The task:
According to the commentary on Trump's impeachment, which two presidents were impeached before him, and in what years?

Document segment:
[start]

DONALD TRUMP WAS in the alpine hideaway of Davos this week, making snide remarks about Greta Thunberg and bold claims for his divisive trade and Iran policies to an audience of the global elite. Meanwhile in Washington, his impeachment trial, occasioned by one of the President’s even more controversial foreign policies, was beginning in earnest. The humiliation this represented, which Trump must have seen reflected back at him in the quizzical, knowing faces of his audience in Davos, must have driven him half crazy. The 45th President is now only the third—after Andrew Johnson in 1868 and Bill Clinton in 1999—to suffer the most extreme indignity Congress can heap upon a sitting president. Whatever the remainder of his political career holds, Trump’s two disgraced predecessors’ records suggest, his impeachment will be remembered as an indelible stain on his presidency.
The evidence against Trump suggests that is richly deserved. His alleged abuse, a scheme to strong-arm Ukraine’s newly-elected President, Vlodomyr Zelensky, into doing him a political favour, represents for many legal scholars the most textbook case of impeachable behaviour—of a ‘high crime or misdemeanor’, as the constitution puts it—in presidential history. For neutral observers of Trump’s conduct, it was also predictable. The President has invited allegations of self-dealing, corruption and obstruction of justice since his first day in office, having rarely displayed much interest in the necessary boundaries between his public duties and private interests.
He has directed millions of dollars of public money to his own properties, to cover the security and other costs of his frequent stays there. He has directed foreign diplomats to do likewise, given access to his businessmen children to foreign governments and speciously claimed, when accused of conflicts of interest, that the President is immune to such a charge. It was only a matter of time before he committed some act too heinous for Congress to ignore. This is the crisis a populist rule breaker, with no notion of legal or constitutional boundaries and seemingly no interest in acquiring one, has visited upon America.

[end]

Rows from a pointing dataset:
[start]

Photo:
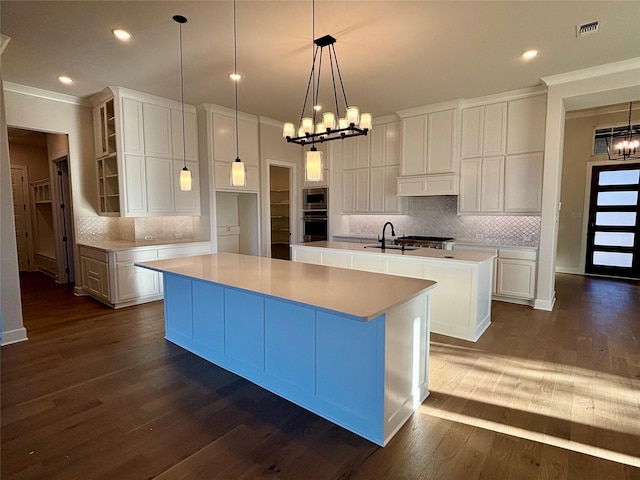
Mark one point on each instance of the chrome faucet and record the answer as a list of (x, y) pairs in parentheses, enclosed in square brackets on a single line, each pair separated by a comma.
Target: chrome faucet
[(393, 233)]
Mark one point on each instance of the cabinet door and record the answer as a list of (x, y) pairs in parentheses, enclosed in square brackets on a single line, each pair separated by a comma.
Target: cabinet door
[(348, 191), (515, 278), (376, 189), (471, 136), (470, 174), (414, 131), (491, 184), (392, 203), (378, 150), (526, 124), (393, 148), (186, 203), (523, 183), (440, 142), (494, 134), (132, 135), (157, 130), (135, 282), (160, 187), (135, 185), (191, 132), (362, 190)]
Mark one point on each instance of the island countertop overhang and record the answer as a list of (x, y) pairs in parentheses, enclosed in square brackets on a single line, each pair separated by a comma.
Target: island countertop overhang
[(362, 295)]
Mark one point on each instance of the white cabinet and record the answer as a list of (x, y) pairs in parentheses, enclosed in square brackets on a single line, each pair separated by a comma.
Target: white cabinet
[(428, 144), (111, 276), (370, 167), (516, 273), (500, 169), (221, 128), (428, 161), (142, 137)]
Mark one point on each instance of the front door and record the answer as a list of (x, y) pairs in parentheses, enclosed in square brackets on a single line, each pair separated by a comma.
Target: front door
[(613, 235)]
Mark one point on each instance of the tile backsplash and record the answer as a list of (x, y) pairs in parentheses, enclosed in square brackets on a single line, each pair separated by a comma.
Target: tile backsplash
[(134, 229), (437, 216)]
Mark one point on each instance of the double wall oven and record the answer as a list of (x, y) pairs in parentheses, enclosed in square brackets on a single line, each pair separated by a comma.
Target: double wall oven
[(315, 218)]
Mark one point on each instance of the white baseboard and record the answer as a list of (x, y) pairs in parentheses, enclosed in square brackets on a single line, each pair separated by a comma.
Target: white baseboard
[(570, 270), (14, 336)]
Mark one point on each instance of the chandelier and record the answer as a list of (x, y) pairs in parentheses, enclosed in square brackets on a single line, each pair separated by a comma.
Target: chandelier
[(312, 129), (624, 143)]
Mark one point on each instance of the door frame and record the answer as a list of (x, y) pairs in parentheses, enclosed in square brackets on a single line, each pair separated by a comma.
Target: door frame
[(293, 204), (26, 197), (587, 203)]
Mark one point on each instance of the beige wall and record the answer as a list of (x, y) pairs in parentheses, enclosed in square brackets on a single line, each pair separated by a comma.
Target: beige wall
[(33, 157), (578, 148)]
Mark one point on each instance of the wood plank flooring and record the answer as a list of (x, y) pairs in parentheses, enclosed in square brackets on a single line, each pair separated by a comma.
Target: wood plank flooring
[(98, 393)]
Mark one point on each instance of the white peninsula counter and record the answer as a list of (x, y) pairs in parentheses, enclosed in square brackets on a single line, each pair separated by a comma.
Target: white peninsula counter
[(461, 305), (351, 346)]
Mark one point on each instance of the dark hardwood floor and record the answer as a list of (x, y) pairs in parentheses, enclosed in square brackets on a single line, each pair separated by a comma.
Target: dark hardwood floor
[(98, 393)]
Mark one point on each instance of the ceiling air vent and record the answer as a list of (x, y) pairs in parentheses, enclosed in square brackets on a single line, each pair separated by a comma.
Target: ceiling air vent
[(587, 29)]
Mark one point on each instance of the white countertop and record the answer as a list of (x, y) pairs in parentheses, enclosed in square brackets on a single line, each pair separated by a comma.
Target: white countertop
[(468, 256), (114, 245), (361, 294)]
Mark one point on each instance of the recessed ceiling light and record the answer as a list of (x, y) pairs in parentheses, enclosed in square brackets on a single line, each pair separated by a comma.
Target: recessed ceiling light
[(121, 34)]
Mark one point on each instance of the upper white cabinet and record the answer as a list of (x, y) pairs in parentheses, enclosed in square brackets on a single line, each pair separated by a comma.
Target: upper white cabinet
[(221, 141), (370, 165), (501, 150), (429, 164), (139, 146)]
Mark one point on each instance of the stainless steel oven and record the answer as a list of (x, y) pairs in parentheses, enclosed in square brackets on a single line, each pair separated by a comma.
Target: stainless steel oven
[(314, 224), (315, 199)]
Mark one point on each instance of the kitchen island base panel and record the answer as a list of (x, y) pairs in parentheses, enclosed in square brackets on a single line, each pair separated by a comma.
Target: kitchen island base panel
[(368, 377)]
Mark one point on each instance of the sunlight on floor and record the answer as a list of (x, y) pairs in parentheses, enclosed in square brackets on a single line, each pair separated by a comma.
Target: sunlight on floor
[(551, 402)]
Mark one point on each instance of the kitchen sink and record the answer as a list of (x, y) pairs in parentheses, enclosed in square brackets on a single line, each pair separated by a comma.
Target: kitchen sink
[(392, 247)]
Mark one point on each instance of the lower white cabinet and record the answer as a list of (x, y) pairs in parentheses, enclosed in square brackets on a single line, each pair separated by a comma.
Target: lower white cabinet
[(111, 275)]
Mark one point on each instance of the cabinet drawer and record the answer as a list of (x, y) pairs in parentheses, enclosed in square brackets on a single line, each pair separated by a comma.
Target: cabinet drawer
[(136, 255), (95, 254), (517, 254), (183, 250)]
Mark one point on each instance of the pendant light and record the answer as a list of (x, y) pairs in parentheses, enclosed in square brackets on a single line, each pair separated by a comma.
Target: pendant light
[(332, 126), (238, 172), (624, 143), (185, 174)]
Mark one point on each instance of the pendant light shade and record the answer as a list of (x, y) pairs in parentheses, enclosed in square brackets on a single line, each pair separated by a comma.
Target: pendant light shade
[(185, 174), (313, 165), (238, 175), (238, 172)]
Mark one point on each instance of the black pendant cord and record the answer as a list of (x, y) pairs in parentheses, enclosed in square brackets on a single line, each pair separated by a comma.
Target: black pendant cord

[end]

Expected output:
Andrew Johnson in 1868 and Bill Clinton in 1999.